Tasks and exercises:
1. List every place name that appears in the news report about the two kidnapped Italian aid workers, giving each name once.
2. Reproduce word for word the passage of the news report about the kidnapped aid workers that begins at the words "Posted on 09/17/2004" and stops after the words "be in Fallujah.".
Top of Excerpt to read
Posted on 09/17/2004 6:51:38 AM PDT by TexKat
ROME (AFP) - Two young Italian women kidnapped in Iraq last week have been taken by their captors to the flashpoint city of Fallujah, according to an Italian newspaper that quoted non-Italian intelligence services.
The Corriere della Sera said aid workers Simona Pari and Simona Torretta, who were taken at gunpoint from their Baghdad offices along with two Iraqi colleagues on September 7, "may have been taken to the Sunni Muslim stronghold of Fallujah, which is inaccessible to coalition forces."
"The report, passed on by the intelligence service of a foreign country, is apparently backed up by information picked up in recent days by Italian diplomats," it added Friday.
Corriere della Sera also said an Iraqi Kurdish leader, Jalal Talabani, had reported that the two Italian women might be in Fallujah.
Bottom of Excerpt to read
Top of Material supplied
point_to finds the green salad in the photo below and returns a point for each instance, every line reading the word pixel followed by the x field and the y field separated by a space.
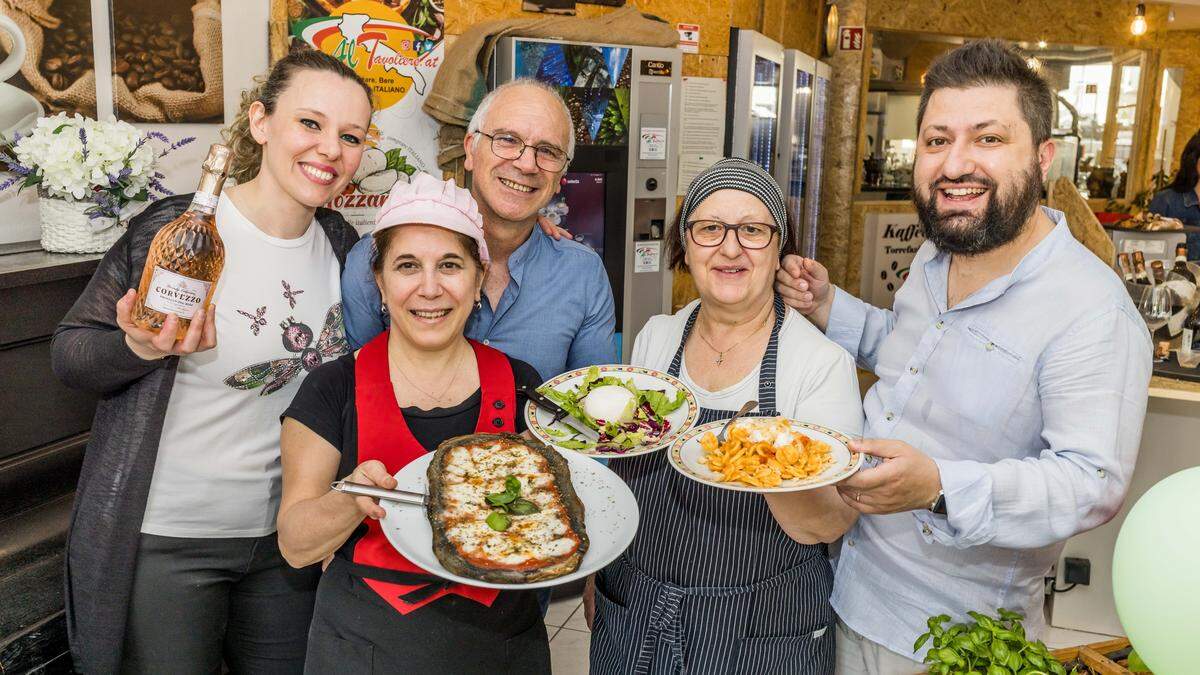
pixel 623 416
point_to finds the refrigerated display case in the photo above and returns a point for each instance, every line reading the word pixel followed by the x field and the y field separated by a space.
pixel 810 226
pixel 791 169
pixel 754 97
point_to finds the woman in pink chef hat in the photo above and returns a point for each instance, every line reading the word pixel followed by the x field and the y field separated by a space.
pixel 365 416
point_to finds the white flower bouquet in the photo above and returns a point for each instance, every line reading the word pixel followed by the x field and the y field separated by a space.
pixel 91 177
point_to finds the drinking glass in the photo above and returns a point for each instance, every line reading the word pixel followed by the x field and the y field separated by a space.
pixel 1156 306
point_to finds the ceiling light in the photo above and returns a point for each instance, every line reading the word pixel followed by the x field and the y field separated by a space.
pixel 1138 27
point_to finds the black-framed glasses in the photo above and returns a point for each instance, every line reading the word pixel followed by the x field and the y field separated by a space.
pixel 749 234
pixel 510 147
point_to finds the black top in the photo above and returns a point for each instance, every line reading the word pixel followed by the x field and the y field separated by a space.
pixel 325 404
pixel 89 353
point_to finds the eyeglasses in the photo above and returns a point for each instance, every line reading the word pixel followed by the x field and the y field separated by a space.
pixel 510 147
pixel 713 232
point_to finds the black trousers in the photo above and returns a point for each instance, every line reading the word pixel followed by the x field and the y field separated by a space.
pixel 355 631
pixel 198 603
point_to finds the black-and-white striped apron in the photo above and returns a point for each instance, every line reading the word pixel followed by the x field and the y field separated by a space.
pixel 711 583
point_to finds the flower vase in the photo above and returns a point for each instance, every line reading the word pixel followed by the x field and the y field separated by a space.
pixel 66 227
Bottom of Material supplied
Results in order:
1. Rome, Iraq, Fallujah, Baghdad

2.
Posted on 09/17/2004 6:51:38 AM PDT by TexKat
ROME (AFP) - Two young Italian women kidnapped in Iraq last week have been taken by their captors to the flashpoint city of Fallujah, according to an Italian newspaper that quoted non-Italian intelligence services.
The Corriere della Sera said aid workers Simona Pari and Simona Torretta, who were taken at gunpoint from their Baghdad offices along with two Iraqi colleagues on September 7, "may have been taken to the Sunni Muslim stronghold of Fallujah, which is inaccessible to coalition forces."
"The report, passed on by the intelligence service of a foreign country, is apparently backed up by information picked up in recent days by Italian diplomats," it added Friday.
Corriere della Sera also said an Iraqi Kurdish leader, Jalal Talabani, had reported that the two Italian women might be in Fallujah.